▶ **TASK STATEMENT**
In the records below, begin at the line that has "building with a point in the photo below." and stop after the line that has "beam with a point in the photo above."; quote those lines verbatim and nothing more.

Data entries
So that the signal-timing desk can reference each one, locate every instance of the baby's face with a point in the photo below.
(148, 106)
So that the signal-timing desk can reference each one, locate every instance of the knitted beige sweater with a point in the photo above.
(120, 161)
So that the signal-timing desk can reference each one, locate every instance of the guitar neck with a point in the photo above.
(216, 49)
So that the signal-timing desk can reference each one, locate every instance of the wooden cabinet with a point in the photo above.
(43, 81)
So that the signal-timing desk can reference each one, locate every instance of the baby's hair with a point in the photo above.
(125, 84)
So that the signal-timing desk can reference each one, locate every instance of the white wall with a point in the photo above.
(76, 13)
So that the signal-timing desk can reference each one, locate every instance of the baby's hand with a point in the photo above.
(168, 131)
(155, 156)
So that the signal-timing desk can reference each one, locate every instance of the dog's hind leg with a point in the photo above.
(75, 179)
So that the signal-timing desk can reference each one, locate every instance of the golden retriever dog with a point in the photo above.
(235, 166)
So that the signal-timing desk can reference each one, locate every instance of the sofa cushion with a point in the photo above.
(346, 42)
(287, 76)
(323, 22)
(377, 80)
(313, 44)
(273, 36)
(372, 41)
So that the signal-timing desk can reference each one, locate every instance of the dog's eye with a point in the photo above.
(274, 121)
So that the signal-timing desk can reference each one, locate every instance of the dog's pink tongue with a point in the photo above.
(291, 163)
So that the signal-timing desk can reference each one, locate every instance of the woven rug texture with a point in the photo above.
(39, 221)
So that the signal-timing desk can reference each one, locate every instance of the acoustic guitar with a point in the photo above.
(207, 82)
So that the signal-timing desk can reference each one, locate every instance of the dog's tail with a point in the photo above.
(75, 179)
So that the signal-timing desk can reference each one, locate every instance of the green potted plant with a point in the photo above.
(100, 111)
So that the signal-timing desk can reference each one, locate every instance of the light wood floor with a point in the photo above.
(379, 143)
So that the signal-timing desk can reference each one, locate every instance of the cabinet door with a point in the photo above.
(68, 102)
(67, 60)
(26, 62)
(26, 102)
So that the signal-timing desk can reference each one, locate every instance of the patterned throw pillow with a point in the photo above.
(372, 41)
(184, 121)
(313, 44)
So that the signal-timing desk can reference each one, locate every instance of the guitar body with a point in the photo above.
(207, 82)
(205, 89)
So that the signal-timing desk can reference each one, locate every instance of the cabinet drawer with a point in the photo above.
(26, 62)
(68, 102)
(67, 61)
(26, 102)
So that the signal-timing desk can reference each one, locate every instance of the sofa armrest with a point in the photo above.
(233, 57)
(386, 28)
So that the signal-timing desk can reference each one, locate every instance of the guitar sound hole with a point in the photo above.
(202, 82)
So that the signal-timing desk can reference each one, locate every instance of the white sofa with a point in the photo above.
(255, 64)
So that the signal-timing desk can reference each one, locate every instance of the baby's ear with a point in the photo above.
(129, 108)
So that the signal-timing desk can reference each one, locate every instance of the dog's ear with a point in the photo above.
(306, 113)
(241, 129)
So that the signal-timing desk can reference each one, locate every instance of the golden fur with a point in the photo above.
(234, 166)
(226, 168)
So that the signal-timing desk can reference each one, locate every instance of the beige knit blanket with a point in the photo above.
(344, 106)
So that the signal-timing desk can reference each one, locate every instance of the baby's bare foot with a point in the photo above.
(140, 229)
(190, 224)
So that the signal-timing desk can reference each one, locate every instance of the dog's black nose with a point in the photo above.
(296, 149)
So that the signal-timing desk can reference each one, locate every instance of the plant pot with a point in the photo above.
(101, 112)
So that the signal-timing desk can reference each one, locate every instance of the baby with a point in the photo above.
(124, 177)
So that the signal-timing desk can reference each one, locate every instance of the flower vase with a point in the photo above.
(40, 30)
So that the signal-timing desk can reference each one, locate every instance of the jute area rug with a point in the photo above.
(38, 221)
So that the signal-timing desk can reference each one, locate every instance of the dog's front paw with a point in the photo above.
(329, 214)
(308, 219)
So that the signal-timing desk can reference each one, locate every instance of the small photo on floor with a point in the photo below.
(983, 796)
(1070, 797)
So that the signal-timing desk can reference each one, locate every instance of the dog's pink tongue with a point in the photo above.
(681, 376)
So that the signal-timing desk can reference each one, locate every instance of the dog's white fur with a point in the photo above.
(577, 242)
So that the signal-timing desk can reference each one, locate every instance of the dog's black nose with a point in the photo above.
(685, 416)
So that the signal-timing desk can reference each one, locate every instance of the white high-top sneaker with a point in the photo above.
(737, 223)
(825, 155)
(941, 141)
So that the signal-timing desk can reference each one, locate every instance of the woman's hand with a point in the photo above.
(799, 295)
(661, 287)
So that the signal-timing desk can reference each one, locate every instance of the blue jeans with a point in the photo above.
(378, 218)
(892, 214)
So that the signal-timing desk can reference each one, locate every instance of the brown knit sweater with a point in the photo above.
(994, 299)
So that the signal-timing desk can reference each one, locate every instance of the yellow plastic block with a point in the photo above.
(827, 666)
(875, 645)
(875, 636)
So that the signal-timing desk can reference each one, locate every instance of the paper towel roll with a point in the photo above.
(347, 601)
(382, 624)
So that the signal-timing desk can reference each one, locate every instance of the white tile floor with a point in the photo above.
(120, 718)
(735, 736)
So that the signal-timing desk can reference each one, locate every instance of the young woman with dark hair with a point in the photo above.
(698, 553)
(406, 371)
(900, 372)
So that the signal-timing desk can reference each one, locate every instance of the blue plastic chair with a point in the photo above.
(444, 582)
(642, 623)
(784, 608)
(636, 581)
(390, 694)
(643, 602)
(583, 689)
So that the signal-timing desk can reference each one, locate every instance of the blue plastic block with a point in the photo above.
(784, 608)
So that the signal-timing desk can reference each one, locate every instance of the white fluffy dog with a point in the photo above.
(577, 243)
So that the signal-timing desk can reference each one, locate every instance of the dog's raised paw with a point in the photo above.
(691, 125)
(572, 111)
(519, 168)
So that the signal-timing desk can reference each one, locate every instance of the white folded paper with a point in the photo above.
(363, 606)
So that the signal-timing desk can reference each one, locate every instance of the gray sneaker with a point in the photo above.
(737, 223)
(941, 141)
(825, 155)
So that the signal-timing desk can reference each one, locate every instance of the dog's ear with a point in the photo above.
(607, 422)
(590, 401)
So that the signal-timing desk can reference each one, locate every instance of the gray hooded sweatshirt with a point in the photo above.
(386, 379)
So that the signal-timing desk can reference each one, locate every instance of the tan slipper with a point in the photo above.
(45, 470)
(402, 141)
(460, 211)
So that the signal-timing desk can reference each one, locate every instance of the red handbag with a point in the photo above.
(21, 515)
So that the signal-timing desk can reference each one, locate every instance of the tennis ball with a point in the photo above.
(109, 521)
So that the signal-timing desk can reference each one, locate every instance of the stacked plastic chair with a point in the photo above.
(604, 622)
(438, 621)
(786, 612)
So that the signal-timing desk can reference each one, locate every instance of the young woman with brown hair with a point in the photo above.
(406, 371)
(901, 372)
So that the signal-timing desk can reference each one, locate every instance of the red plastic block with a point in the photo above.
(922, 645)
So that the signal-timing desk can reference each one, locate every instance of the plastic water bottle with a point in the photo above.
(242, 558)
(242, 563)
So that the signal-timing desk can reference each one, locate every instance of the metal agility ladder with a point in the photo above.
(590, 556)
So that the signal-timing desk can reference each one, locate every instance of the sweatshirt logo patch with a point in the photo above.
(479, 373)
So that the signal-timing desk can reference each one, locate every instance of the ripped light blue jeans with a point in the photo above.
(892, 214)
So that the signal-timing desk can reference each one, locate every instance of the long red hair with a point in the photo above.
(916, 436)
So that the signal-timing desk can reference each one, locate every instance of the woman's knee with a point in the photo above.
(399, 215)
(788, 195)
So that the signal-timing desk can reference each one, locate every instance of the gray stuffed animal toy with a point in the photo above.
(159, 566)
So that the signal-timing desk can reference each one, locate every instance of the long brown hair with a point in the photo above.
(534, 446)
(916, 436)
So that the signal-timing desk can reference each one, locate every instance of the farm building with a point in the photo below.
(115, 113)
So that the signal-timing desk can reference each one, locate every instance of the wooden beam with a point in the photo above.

* * *

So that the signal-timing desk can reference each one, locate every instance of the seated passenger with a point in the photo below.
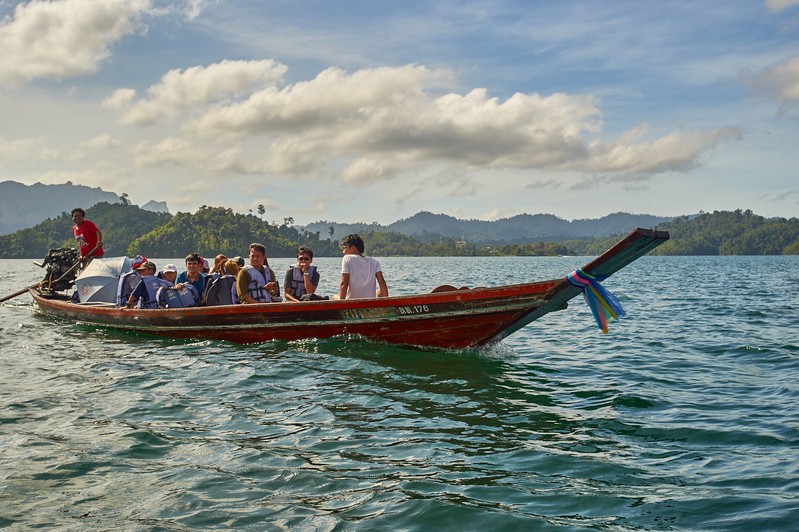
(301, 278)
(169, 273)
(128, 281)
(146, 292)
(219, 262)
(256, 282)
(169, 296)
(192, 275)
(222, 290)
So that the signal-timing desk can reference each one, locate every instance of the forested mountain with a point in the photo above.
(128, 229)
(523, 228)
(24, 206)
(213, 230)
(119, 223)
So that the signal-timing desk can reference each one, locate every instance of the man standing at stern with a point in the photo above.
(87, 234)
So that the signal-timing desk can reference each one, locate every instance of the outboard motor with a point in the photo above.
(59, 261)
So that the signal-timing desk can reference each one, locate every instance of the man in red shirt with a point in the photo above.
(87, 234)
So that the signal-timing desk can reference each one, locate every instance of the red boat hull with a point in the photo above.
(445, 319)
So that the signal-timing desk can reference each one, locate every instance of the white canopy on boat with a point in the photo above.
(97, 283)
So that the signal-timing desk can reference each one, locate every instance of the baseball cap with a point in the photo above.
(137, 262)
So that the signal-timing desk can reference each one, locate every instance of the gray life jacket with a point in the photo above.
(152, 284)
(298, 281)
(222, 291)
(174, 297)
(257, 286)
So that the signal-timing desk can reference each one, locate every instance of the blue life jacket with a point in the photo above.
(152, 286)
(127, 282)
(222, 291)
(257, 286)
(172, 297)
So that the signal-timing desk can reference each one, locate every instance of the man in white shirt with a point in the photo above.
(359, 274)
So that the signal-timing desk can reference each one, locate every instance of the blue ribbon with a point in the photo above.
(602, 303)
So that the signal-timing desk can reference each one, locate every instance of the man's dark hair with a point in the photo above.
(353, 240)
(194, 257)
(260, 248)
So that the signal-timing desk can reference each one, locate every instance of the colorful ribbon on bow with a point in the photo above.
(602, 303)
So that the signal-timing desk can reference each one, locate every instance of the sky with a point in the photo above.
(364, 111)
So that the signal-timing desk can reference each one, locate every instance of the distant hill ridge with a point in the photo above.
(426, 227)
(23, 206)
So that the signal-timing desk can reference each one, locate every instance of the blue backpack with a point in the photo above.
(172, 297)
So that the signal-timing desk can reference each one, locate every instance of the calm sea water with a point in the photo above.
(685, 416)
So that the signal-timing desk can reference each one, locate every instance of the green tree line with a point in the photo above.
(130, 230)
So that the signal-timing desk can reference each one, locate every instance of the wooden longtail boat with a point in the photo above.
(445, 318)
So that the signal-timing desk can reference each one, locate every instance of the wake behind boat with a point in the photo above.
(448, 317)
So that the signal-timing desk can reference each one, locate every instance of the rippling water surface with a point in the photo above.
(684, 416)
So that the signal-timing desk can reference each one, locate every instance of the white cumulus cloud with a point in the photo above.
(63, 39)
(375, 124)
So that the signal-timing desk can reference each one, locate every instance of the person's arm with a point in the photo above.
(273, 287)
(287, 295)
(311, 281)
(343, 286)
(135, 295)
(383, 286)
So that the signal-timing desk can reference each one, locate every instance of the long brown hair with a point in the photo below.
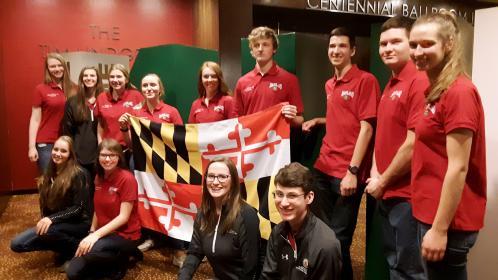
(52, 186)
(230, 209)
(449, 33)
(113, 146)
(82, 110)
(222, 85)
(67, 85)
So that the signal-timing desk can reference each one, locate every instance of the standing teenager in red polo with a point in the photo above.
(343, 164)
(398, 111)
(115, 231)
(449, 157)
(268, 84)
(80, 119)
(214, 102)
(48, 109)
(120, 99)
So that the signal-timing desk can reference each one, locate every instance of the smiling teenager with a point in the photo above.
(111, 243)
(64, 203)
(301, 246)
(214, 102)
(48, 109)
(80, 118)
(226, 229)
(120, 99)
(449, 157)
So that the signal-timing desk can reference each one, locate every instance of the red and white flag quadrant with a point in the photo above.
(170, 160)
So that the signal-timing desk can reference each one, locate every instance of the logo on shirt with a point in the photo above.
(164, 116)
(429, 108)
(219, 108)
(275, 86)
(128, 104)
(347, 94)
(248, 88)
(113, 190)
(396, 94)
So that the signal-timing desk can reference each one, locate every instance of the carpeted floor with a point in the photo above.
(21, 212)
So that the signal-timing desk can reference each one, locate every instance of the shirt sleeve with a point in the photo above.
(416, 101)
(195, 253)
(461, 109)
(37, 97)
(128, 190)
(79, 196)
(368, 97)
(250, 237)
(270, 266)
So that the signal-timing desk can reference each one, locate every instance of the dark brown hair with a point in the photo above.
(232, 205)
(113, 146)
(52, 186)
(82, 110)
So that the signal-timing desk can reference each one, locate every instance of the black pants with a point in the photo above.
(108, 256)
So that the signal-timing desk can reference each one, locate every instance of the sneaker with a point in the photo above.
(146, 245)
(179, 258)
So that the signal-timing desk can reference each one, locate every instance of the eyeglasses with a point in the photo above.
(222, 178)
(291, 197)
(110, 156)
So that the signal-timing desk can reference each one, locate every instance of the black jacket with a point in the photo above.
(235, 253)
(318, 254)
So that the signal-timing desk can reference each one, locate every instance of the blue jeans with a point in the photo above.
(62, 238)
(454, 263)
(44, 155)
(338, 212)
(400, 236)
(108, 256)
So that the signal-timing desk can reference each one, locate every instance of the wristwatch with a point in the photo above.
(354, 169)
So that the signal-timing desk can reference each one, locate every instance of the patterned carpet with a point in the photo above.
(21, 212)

▶ **RESPONSE**
So that the signal-timing desk can reference each one, locate every instance of the farm building with a point in the photo below.
(115, 113)
So that the signal-timing desk can reference each one, locate every instance of the wooden beam with a point in the photo above.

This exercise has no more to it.